_Goal of the exercise_
Track down every line in the records below that contains the string "light" and copy each of those lines. The match is case-sensitive.

(Object position labeling entries)
______
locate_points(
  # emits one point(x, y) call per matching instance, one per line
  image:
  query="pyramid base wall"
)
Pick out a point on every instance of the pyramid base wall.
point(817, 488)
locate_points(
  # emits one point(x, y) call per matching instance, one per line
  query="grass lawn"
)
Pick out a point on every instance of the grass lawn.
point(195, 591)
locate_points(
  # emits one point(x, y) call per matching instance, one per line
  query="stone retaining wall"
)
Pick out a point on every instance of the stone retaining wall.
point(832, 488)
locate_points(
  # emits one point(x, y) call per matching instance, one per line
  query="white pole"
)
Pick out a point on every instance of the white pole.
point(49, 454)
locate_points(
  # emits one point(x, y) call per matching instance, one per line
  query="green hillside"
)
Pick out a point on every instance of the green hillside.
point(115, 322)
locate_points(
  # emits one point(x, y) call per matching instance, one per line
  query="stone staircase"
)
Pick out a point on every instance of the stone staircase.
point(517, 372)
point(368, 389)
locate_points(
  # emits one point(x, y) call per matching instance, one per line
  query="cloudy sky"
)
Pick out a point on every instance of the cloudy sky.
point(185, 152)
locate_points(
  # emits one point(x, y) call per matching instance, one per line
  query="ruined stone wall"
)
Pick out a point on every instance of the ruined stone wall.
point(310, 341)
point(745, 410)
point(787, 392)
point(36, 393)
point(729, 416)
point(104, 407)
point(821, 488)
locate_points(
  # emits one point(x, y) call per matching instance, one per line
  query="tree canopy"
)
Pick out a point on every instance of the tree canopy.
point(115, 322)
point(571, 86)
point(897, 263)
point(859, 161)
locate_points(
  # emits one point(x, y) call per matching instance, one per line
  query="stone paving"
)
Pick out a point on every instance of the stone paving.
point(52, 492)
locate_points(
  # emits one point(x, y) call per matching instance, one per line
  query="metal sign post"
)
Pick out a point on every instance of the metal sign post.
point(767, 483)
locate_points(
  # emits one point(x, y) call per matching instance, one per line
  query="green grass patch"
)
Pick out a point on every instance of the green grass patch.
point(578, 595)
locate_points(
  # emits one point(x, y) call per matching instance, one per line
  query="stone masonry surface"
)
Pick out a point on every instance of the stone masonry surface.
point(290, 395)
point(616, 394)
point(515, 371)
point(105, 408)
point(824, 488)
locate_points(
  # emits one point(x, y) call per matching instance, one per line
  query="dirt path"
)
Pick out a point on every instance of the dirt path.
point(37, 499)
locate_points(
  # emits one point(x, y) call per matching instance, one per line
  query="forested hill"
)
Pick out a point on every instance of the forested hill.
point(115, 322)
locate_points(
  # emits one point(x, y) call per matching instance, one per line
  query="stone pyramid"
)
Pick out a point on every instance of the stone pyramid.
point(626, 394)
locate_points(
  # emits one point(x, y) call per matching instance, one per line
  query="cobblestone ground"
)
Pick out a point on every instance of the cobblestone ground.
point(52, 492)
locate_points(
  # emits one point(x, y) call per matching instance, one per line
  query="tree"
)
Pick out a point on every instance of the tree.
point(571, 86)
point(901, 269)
______
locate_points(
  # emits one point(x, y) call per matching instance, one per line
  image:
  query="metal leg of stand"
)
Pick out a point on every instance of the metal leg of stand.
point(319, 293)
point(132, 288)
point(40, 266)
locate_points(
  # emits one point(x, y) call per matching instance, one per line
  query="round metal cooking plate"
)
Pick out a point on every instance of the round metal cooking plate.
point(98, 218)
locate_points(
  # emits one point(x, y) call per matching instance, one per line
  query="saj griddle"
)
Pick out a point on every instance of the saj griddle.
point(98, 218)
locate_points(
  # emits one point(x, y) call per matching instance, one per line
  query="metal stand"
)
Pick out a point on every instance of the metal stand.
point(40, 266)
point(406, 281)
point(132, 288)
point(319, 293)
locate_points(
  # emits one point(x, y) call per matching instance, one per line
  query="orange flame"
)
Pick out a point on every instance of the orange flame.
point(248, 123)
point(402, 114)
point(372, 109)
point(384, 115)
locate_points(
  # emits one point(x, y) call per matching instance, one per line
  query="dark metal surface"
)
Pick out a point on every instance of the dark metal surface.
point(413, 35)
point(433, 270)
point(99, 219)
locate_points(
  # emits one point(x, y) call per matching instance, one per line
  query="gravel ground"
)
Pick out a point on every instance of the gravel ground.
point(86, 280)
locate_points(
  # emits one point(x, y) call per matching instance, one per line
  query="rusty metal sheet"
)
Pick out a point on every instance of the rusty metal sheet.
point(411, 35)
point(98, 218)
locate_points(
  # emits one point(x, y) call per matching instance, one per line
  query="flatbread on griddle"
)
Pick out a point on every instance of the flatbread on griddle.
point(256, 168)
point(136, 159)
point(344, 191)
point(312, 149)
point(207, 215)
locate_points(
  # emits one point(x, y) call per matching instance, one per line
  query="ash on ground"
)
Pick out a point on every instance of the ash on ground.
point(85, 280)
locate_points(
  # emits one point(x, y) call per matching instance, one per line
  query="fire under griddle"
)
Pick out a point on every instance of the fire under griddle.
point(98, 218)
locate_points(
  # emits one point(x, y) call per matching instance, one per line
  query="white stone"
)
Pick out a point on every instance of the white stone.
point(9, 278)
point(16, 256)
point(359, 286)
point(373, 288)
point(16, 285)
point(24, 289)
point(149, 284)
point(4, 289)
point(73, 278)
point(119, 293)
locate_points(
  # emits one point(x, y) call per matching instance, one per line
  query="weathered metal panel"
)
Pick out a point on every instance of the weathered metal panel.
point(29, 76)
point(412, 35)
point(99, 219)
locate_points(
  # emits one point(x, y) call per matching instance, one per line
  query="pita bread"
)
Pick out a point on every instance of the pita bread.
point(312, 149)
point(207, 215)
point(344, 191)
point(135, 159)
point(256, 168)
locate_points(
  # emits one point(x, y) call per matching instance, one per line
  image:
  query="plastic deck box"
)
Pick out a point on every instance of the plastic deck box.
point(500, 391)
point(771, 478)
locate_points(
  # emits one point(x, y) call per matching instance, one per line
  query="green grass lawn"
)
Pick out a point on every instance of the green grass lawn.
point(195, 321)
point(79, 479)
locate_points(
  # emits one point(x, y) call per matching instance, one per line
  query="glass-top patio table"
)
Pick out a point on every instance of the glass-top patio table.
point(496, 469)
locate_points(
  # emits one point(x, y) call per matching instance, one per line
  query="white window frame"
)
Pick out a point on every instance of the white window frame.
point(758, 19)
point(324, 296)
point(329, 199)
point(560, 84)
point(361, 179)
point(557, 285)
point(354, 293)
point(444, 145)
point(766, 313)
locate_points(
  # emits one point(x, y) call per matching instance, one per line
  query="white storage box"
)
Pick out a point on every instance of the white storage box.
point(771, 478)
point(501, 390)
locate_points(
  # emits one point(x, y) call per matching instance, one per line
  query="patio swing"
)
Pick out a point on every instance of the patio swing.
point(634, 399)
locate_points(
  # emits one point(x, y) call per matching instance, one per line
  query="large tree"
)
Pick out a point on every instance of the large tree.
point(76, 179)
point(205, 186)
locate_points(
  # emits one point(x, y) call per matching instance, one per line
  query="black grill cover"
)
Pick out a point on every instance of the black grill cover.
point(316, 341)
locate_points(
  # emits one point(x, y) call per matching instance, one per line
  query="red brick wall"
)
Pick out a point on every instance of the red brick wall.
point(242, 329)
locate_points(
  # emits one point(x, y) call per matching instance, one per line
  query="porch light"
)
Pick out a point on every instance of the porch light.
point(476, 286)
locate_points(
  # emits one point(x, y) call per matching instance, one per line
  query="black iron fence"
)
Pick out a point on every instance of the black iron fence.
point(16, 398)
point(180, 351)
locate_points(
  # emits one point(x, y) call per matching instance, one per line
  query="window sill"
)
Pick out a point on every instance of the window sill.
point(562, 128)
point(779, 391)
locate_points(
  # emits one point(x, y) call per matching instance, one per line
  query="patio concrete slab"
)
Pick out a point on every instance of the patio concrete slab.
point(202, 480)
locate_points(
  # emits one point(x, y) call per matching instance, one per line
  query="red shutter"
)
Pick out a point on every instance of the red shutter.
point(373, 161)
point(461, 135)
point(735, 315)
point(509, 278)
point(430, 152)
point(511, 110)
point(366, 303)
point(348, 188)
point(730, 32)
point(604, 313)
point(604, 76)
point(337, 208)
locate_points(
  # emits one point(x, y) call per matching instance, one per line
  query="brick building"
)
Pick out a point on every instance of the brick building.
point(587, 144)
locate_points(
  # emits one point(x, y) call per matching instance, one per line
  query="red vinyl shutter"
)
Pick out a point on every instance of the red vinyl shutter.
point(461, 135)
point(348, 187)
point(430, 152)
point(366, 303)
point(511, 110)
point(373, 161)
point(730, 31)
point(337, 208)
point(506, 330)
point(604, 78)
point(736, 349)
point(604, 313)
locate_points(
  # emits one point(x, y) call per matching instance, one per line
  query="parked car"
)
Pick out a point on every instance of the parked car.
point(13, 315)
______
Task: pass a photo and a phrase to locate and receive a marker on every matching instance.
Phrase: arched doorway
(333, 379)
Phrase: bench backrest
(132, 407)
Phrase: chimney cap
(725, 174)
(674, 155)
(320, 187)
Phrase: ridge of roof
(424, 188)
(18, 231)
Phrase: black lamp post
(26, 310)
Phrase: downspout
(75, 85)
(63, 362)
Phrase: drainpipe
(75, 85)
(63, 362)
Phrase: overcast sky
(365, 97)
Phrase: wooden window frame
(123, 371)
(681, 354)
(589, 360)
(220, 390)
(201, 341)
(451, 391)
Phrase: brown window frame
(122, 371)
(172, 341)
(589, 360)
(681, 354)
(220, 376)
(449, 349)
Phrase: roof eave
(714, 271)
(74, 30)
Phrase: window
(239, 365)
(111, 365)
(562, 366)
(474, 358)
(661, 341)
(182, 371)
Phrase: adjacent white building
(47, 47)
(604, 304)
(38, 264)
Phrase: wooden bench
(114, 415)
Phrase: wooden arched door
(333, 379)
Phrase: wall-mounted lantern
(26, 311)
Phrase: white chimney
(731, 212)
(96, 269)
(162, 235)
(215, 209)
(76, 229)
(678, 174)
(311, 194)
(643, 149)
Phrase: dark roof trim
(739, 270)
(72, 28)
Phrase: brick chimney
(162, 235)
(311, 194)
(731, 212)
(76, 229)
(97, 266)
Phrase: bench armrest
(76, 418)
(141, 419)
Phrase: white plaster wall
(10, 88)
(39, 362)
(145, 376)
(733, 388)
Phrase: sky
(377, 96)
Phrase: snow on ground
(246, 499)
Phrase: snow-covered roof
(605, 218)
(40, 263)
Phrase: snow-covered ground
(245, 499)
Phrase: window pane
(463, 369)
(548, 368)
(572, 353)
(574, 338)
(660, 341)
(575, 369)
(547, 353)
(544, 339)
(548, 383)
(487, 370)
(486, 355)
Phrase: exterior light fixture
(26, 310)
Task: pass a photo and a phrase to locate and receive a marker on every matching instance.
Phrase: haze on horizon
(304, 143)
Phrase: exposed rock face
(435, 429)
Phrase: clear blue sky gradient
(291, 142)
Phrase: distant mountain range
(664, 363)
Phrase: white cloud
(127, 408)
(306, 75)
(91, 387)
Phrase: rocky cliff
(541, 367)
______
_Result for this exercise_
  query="porch light"
Pick out a point on every instance of the porch light.
Phrase: exterior light fixture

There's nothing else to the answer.